• _Source_:
Maybe a better way to say it is: how much does YOUR customer cost? Have you ever asked yourself this question? The answer... your answer has the potential to transform your business.
The boffins call it Cost Per Acquisition (CPA) but I prefer to call it simply cost per customer. Put it another way: Do you know how much it costs to 'buy' a customer with your marketing efforts?
It's a powerfully simple way of thinking about your marketing: how much am I willing to spend to buy a customer? How many customers do I want? If you can answer these questions the sky is the limit.
The problem is that traditionally cost per customer has been notoriously difficult to measure. It would often boil down to simply: how much did we spend on marketing this year divided by the number of new customers acquired (bought).
But in 2017 we don't have to throw up our hands and say 'oh well, all's well that ends well' – stuff that! With the right digital marketing strategy, the right measures, and regular reporting you can directly measure and optimise your cost per customer.
It all starts with a customer. One customer. Your customer might be buying one low cost item, many high cost items, or anything inbetween: the amount you are willing to spend on buying a customer will vary greatly depending on the ultimate value of the customer.
In this example we need to send the customer a quote before they purchase and 25% of quotes convert to orders/customers. So to get one customer we need 4 quotes.
You may or may not quote your customers, it doesn't really matter, the point is that we look at the step before becoming a customer and work out the conversion rate to customer. In this case it is a quote, and we've used a very common quote conversion rate.
This example is a business-to-business product where we have a sales team works with leads to move them through to quote and order. For this business 50% of leads progress to quote, meaning we need 8 leads to get 4 quotes to get 1 customer.
From my experience 50% lead to quote rate is not uncommon, but this does vary quite considerably from business to business. For example if your quotes are very time-consuming to produce, you might be very selective about quoting and have a much lower conversion rate. Builders are an example of this.
Again, leads and quotes are the stages for this business (and many businesses in the B2B space), but your process may vary.

• _Problems to work on_:
A) In the piece on cost per customer, how many leads does the example business need to gain one customer?
B) Pick up the cost-per-customer piece after its final sentence and keep writing in the same voice.

• _Information given_:
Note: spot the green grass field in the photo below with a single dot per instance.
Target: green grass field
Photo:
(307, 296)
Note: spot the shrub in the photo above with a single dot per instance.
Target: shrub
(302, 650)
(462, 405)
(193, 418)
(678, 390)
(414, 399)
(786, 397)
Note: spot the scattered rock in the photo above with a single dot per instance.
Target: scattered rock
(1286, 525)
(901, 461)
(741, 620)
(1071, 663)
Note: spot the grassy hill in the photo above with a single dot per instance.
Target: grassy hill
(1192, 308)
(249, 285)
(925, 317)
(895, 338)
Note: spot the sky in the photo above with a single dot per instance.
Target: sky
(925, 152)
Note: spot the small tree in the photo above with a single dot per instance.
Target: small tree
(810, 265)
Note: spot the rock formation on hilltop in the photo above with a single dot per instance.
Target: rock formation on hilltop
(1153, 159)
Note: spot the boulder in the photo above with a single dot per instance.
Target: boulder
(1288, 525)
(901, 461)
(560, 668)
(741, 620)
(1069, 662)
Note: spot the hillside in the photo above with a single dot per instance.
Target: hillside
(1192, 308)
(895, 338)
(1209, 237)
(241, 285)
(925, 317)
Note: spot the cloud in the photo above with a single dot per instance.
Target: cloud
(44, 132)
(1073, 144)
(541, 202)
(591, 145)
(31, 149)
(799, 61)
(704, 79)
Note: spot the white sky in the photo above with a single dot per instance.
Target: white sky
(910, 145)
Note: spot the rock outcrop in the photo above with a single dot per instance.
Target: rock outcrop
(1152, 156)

• _Responses to the tasks_:
A) 8 leads

B)
This example generates their leads through their website and they have a good website with strong lead generation features. They are achieving a 5% conversion rate from visitor to lead, which means they need to attain 160 website visitors to get those 8 leads.
Believe it or not 5% is actually a pretty high lead conversion rate. In business-to-business markets the rule-of-thumb is 3-5%, in business to consumer you can expect to achieve around 1%. Anything above 5% is practically unheard of (though I do have one customer who is achieving close to 10%!).
In reality most businesses haven't put much effort into website-based lead generation and will be achieving maybe half of the benchmarks. The impact that visitor to lead conversion rate has on the profitability of your marketing efforts is immense.
8000 views! Say what? Bear with me, it will all make sense...
This example is using a long-running and well refined Facebook advertising campaign and they are achieving a 2% response rate on their advertising, meaning they need 8000 views to get 160 visitors.
Statistically the response rate is more likely to be 0.5-1% but it is not unheard of to refine and optimise your campaign to achieve greater response rates. Besides, it would have been a massive pain in the neck to add another 8000 dots in this image!
The takeaway here is that a huge amount of effort goes into attracting your visitors, it had better be worth it to your business once they arrive.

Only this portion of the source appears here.